Return the full listing exactly as it is written.

Top of Records to use

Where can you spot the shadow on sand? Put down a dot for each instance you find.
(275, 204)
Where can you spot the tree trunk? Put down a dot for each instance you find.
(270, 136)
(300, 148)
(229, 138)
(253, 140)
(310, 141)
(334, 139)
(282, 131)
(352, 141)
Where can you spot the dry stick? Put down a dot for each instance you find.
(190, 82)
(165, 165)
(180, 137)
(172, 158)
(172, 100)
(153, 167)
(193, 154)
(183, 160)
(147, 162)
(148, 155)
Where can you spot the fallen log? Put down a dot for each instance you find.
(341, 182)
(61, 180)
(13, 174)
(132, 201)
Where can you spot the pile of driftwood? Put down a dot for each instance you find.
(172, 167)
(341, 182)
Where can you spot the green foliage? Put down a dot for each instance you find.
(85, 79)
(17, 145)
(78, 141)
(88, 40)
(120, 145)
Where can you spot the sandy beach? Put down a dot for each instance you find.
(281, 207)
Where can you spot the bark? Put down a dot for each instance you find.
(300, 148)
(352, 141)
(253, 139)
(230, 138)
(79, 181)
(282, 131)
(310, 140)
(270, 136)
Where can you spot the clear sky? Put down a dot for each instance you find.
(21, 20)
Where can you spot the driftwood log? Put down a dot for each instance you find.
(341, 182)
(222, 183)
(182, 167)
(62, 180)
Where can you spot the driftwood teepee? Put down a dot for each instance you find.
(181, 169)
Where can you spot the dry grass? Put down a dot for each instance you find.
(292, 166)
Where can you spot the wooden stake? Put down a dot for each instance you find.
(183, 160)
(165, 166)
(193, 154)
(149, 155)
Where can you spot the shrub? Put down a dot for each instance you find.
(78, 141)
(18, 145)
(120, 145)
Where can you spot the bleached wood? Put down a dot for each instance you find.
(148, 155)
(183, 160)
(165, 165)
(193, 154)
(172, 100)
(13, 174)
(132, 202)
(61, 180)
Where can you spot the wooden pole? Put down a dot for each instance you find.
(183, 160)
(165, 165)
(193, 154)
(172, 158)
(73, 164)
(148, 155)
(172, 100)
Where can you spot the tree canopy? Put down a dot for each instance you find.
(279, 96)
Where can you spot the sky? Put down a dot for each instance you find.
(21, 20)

Bottom of Records to use

◆ Reply to the exercise:
Where can you spot the shadow on sand? Put down a dot for each instance you find.
(275, 204)
Where can you spot the tree trunk? Put down a dot for each instance you find.
(270, 136)
(300, 148)
(229, 138)
(253, 140)
(310, 141)
(334, 139)
(282, 131)
(352, 141)
Where can you spot the dry stick? Put down a dot for each instance you find.
(190, 82)
(165, 165)
(180, 137)
(172, 158)
(172, 100)
(153, 167)
(193, 154)
(183, 160)
(147, 162)
(148, 155)
Where can you spot the fallen log? Put down a dot for each instance you find.
(341, 182)
(61, 180)
(13, 174)
(132, 201)
Where can you spot the pile of driftwood? Put down a dot for each instance you find.
(172, 167)
(341, 182)
Where can you spot the green foliage? Put down a dot for each instance you find.
(85, 79)
(17, 145)
(78, 141)
(88, 40)
(120, 145)
Where can you spot the sandy beach? Put down a dot for each instance you find.
(281, 207)
Where can you spot the bark? Put down a dot for each instance you find.
(300, 148)
(352, 141)
(253, 139)
(230, 138)
(79, 181)
(282, 131)
(310, 140)
(270, 136)
Where can you spot the clear sky? Put down a dot for each instance you find.
(21, 20)
Where can you spot the driftwood log? Put down a dot for each instance you find.
(341, 182)
(222, 183)
(182, 167)
(62, 180)
Where can you spot the driftwood teepee? Put down a dot for each instance you find.
(181, 169)
Where can you spot the dry grass? Put down a dot for each instance you find.
(292, 166)
Where can you spot the wooden stake? Put down a dot for each instance you find.
(183, 160)
(165, 166)
(193, 154)
(149, 155)
Where can you spot the shrub? Put down a dot for each instance you find.
(78, 141)
(18, 145)
(120, 145)
Where can you spot the bleached wood? Put down a dot for each instance you find.
(148, 155)
(183, 160)
(165, 165)
(193, 154)
(172, 100)
(13, 174)
(132, 202)
(61, 180)
Where can you spot the wooden pole? Put down a dot for each instance you find.
(183, 160)
(165, 165)
(193, 154)
(172, 158)
(73, 164)
(148, 155)
(172, 100)
Where can you spot the tree canopy? Put down a dot for each instance you find.
(279, 96)
Where can you spot the sky? Put down a dot for each instance you find.
(21, 20)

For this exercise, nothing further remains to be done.